§ **REQUIRED WORK**
Write a continuation of the mailing-list message below about enabling 'ip route cache flow' on a Cisco 75XX, picking up after its final quoted question.

On Fri, Oct 06, 2000 at 01:29:29PM -0700, Todd Caine wrote:
> In order to do that I would have to enable 'ip route cache flow' on a
> backbone interface. Which the cflowd documentation says not to do?
>
> i.e..
>
> ___ ip route cache flow enabled ( to catch ingress
> traffic )
> v
> ---------- ----------
> | ISP A |--------| ISP B |--(SRP backbone interface)
> ---------- ----------
> ^___ip route cache flow enabled (to
> catch egress traffic)
>
> Is this correct? Anyone have any idea about the performance issues of
> enabling 'ip route cache flow' on an OC-12 SRP interface (300Mbps on
> average) for a Cisco 75XX. Can this be done without serious performance
> problems using version 5 flow-export?

§ **PROVIDED RECORDS**
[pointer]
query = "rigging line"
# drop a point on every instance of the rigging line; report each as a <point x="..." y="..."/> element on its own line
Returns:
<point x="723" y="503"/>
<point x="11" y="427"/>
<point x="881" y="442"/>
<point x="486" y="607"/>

§ **FINAL RESULT**
You basicly have 2 options, either to NetFlow account the data where it
flows into your network, this probably means enabling in on all edge
routers, and if these doesn't all run with full BGP tables, you will not
have the ASN information.
Or you have set a "border line" through your network, where you NetFlow
account all traffic flowing in through that line, the 2 extremes are:
1) Enabling NetFlow on all interface on a single router.
2) Enabling it on all non-backbone interfaces on all routers.
I don't know how the VIP will behave if you enable NetFlow on a
interface doing 300+ Mbps, I can say for sure a VIP2-50 can do NetFlow
on a PA-POS-OC3 doing linerate, but that's only about half of your
traffic.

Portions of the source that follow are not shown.